*Records provided*
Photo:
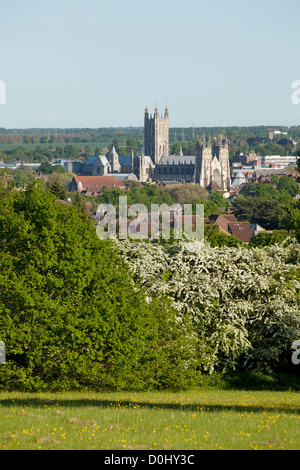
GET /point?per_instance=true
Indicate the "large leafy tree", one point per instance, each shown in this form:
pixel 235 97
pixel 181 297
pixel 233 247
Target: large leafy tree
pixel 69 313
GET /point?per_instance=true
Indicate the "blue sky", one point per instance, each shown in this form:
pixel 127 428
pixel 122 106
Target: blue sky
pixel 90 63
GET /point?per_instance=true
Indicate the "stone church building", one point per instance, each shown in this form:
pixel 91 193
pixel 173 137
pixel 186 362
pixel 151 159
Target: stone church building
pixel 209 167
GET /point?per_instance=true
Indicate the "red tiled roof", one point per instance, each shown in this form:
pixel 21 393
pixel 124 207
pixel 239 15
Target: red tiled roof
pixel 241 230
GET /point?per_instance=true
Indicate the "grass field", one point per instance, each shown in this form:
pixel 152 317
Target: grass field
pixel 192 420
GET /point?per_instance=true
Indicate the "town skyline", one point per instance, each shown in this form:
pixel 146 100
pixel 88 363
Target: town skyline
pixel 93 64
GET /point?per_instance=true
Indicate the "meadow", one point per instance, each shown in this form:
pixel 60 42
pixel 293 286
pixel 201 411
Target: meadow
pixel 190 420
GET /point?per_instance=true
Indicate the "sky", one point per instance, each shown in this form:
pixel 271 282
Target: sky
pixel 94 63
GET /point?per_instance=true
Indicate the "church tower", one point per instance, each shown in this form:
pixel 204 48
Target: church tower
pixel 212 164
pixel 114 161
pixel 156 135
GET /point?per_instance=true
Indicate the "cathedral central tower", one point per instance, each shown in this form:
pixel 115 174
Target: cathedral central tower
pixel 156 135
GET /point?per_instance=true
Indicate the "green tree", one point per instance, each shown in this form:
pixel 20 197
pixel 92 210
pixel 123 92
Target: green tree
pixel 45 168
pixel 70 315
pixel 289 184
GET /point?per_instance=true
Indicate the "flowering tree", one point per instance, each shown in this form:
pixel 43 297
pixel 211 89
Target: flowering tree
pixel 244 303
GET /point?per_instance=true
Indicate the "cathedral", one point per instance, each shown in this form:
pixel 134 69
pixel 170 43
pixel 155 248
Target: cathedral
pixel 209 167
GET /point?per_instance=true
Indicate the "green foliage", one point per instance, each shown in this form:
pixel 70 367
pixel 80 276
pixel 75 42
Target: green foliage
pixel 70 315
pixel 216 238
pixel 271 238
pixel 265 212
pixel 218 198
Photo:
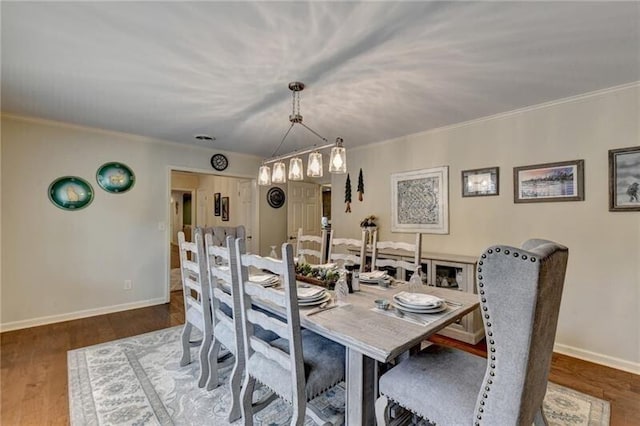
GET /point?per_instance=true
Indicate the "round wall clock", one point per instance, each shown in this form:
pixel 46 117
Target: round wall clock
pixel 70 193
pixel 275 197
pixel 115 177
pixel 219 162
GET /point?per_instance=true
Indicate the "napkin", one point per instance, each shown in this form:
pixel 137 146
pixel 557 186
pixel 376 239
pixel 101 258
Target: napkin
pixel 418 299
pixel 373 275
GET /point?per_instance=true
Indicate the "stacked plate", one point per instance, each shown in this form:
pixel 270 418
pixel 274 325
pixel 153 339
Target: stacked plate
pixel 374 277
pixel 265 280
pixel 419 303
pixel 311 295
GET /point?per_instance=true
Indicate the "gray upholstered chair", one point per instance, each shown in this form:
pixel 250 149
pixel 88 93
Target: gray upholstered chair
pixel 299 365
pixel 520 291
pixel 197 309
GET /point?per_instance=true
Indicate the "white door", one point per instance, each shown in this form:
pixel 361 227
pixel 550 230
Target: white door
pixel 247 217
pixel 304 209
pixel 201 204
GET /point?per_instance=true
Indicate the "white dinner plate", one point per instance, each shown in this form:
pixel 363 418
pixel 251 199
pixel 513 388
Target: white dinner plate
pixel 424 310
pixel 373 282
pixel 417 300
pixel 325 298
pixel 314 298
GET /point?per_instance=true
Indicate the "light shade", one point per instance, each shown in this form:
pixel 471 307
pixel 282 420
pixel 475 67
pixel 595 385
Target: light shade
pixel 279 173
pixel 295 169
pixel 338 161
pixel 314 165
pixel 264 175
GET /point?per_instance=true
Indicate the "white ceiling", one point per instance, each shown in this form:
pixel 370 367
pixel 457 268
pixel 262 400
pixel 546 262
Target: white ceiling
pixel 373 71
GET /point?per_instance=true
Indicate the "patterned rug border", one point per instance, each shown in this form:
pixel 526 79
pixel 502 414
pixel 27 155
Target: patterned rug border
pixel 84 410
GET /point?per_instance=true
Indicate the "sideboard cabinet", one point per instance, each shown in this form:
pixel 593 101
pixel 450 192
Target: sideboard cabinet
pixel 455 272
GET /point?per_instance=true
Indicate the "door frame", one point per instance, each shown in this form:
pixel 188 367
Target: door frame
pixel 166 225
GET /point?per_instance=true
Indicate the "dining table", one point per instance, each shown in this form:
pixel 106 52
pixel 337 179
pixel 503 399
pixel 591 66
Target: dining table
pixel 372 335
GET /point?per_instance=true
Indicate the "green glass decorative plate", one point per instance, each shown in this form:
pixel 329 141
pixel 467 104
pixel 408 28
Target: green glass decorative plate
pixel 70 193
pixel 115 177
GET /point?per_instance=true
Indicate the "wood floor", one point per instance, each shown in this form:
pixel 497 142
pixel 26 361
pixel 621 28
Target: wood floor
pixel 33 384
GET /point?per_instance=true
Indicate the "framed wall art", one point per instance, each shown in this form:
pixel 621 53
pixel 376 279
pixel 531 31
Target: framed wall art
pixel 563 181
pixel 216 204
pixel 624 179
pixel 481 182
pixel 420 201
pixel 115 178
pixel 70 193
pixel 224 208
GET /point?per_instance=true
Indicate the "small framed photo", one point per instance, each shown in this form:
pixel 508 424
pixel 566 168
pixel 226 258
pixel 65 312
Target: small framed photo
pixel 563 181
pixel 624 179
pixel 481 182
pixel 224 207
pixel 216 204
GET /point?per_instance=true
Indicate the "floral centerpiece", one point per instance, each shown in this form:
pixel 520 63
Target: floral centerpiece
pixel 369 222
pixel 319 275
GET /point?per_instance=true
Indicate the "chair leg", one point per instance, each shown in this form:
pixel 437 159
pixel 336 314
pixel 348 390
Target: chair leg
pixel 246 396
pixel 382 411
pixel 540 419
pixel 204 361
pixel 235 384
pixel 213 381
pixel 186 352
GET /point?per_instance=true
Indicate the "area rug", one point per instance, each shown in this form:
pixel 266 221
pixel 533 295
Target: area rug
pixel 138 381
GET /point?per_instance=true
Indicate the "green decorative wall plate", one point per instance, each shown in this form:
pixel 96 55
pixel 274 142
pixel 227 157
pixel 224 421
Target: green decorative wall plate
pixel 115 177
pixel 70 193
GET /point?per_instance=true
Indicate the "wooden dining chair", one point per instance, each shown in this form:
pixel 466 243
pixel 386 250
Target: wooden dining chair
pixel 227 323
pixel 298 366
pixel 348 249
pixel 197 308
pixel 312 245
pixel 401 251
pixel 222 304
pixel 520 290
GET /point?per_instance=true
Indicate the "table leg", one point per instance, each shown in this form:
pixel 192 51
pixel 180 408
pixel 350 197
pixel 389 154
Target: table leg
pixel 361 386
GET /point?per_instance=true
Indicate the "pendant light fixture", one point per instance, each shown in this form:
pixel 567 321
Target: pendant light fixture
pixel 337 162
==
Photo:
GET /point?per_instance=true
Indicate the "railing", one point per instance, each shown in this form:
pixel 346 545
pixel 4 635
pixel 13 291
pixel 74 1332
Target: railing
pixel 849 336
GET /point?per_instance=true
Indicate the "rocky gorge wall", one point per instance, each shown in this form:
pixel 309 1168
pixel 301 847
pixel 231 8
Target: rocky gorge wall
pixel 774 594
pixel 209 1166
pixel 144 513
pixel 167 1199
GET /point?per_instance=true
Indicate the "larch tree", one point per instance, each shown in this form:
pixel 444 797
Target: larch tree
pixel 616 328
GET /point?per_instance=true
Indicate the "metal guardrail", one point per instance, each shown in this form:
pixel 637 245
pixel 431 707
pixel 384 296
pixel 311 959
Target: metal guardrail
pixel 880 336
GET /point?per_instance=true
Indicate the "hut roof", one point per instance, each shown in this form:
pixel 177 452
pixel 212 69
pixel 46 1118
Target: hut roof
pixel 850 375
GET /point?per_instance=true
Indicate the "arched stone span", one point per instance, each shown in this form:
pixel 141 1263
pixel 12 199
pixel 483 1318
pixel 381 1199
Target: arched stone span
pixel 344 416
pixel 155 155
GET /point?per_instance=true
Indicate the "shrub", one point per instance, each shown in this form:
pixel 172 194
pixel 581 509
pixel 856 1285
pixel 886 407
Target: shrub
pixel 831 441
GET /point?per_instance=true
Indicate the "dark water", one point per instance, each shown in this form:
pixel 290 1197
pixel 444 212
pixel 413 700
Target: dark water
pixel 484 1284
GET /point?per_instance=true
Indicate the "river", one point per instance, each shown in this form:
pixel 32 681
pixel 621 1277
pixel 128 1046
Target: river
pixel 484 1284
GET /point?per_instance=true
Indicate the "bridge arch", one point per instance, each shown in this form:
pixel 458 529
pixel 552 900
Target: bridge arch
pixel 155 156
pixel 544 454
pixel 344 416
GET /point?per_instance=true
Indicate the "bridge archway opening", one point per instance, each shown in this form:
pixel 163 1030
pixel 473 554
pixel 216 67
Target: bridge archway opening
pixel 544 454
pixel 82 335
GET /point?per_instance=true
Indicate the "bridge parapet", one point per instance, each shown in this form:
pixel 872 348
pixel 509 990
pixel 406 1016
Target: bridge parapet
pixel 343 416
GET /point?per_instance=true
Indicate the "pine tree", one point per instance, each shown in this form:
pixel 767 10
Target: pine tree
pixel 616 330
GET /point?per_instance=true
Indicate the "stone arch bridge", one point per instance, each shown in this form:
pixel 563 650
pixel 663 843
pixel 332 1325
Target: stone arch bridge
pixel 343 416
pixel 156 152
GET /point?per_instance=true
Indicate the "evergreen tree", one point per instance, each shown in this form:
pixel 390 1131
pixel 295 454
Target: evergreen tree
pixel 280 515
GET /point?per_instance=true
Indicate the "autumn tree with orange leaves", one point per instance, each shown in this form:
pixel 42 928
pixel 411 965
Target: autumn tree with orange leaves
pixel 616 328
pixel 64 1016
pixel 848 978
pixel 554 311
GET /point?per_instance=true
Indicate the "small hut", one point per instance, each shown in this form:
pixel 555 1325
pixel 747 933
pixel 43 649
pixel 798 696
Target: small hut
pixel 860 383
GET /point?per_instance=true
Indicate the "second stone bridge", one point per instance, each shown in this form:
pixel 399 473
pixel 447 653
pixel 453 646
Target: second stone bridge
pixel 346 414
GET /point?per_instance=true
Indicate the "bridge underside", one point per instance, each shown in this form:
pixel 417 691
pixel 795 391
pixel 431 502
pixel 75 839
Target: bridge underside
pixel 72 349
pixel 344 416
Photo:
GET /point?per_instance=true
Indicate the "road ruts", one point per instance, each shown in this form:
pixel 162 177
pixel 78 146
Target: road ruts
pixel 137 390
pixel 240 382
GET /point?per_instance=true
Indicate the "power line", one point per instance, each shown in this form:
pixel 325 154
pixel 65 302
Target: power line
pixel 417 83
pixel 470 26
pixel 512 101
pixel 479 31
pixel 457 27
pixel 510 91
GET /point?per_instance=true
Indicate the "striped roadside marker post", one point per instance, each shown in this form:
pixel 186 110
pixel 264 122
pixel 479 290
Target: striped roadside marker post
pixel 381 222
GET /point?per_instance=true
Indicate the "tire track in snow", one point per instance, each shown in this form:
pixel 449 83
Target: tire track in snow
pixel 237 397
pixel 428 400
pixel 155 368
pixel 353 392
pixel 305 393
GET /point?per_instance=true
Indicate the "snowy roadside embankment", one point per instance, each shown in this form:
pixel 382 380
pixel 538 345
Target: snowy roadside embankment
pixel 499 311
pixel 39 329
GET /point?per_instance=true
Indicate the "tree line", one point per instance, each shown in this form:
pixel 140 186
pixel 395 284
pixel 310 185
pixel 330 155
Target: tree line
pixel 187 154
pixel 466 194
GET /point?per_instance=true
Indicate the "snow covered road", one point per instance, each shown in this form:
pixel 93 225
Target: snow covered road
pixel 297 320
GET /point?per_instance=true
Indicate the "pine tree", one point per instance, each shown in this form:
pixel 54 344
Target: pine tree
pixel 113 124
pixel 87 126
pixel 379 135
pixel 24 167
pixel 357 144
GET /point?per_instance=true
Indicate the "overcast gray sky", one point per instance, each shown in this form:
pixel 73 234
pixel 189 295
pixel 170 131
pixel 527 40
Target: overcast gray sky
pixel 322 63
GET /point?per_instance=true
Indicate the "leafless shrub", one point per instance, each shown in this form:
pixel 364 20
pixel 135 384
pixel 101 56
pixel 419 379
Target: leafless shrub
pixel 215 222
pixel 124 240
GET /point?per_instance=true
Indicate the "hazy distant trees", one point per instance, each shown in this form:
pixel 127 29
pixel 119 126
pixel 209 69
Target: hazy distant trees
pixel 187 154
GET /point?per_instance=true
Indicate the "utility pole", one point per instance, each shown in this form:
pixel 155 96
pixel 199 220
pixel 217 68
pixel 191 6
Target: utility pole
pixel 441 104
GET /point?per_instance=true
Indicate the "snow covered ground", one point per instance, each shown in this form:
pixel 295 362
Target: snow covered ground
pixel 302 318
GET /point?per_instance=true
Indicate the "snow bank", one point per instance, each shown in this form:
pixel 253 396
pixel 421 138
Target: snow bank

*Exercise description*
All lines above between those holding "pixel 552 900" and "pixel 332 1325", inclusive, must be set down unchanged, and no other line may be included.

*Response to the exercise*
pixel 552 900
Target: bridge arch
pixel 155 156
pixel 544 454
pixel 344 416
GET /point?per_instance=true
Indicate the "bridge archway opening", one point per instance, each shown in this form:
pixel 163 1030
pixel 473 554
pixel 216 67
Target: bridge archway opening
pixel 544 454
pixel 82 335
GET /point?per_instance=true
Indicate the "bridge parapet", one point per instance, each shown in this form:
pixel 872 348
pixel 509 990
pixel 406 1016
Target: bridge parapet
pixel 343 416
GET /point?per_instance=true
Indicate the "pine tree", one point per instance, each shown in this form:
pixel 767 10
Target: pine tree
pixel 616 330
GET /point?per_instance=true
Indicate the "stone arch bridge", one point per instance, each shown in this form:
pixel 563 650
pixel 663 843
pixel 332 1325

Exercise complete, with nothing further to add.